▶ **The data**:
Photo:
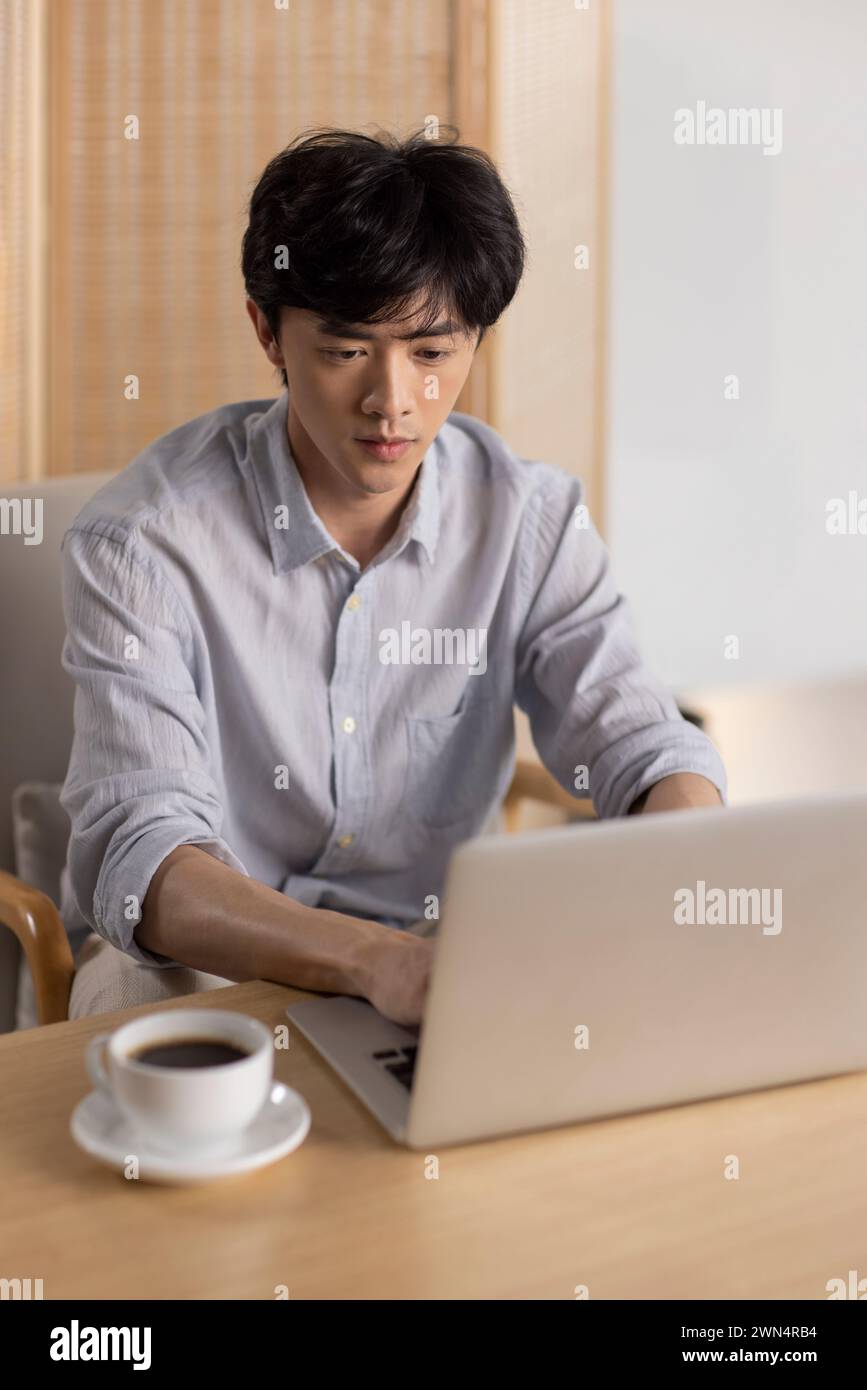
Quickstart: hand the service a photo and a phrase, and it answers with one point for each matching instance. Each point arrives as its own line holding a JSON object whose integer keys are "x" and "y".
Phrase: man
{"x": 299, "y": 627}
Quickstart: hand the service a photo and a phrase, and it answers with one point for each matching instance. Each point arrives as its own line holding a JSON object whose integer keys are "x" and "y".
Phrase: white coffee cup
{"x": 182, "y": 1108}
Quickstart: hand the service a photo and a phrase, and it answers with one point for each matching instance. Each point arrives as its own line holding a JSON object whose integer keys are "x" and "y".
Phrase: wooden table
{"x": 635, "y": 1207}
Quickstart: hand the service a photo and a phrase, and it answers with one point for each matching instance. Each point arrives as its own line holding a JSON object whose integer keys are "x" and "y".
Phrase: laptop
{"x": 613, "y": 966}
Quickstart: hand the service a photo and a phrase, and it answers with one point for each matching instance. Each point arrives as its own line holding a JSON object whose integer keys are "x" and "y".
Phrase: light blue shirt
{"x": 242, "y": 684}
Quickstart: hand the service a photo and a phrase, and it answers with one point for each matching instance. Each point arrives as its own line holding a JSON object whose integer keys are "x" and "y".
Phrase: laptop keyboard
{"x": 400, "y": 1062}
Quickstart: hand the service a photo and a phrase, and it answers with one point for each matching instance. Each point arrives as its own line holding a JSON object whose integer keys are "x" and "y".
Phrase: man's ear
{"x": 263, "y": 332}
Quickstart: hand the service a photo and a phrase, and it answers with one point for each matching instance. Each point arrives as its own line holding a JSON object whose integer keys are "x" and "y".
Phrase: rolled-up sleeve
{"x": 580, "y": 677}
{"x": 138, "y": 783}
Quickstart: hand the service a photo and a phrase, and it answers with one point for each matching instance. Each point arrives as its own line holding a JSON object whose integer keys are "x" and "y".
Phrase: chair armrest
{"x": 36, "y": 923}
{"x": 532, "y": 781}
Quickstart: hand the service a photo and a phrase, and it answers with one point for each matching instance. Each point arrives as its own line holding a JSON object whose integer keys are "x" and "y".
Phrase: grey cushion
{"x": 40, "y": 836}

▶ **Written instruction**: Retype each entry precisely. Skip images entirely.

▶ **Task result**:
Photo:
Quickstart: hand the service a photo and a phrase, and it answers with one point for each matching instance. Each point arrives as its own line holding a JSON object whose integer keys are "x" and "y".
Phrase: man
{"x": 299, "y": 627}
Quickstart: hand the service a photo and a phrase, and it answers with one point for each matching instance. Each point arrives as its own line holding a JSON object whose integer keys are "x" and "y".
Phrase: white coffee cup
{"x": 182, "y": 1108}
Quickstart: hand the service a photo and a phrase, and it answers with one point for each matching instance. Each point arrives as its own line holding a JSON object whose integer keys are "x" and "y".
Phrase: wooden table
{"x": 635, "y": 1207}
Quickstart: hand the service a photo and a phrase, and it answers with one point for each matching instance. Each point arrives as its own line holding a JSON object whose integer keys are "x" and "y".
Phrase: laptop
{"x": 613, "y": 966}
Quickstart: hand the service a photo and a phrase, and it answers with one point for each matching instance. Each point arrives as its own line holding a JSON object whose integer keys are "x" and "y".
Phrase: light blue shirt
{"x": 242, "y": 684}
Quickstart: hand the service a photo and a phrase, and it answers with one point for each matching instance. Each point arrives as its own line holding a JSON object whose integer keys are "x" and "y".
Phrase: laptop keyboard
{"x": 400, "y": 1062}
Quickstart: hand the service a photo and a phrase, and it answers with one point for each matching instance. Each point arrives as its own line holding a JSON object whose integer keys are "x" and "y".
Phrase: man's ear
{"x": 263, "y": 332}
Quickstart: hand the service a photo and a phrase, and it answers with one point for each matching instance. Each point arrives as its own line holding a JSON object whose integer keys are "x" and "y".
Phrase: rolled-up sleeve
{"x": 580, "y": 677}
{"x": 138, "y": 783}
Quickstart: hand the service a photo and a phrase, and it answers with one point for each matching instance. Each point arrives as its own line holding a JSON object whose integer keys are "x" and "y".
Phrase: chair armrest
{"x": 36, "y": 923}
{"x": 532, "y": 781}
Quickstart: hand the service a photo and a phrase, and it answers with one point for each matching instance. Each point arrives as its own line holding a JSON object whose integer keys are "x" and "y".
Phrase: grey cushion
{"x": 40, "y": 836}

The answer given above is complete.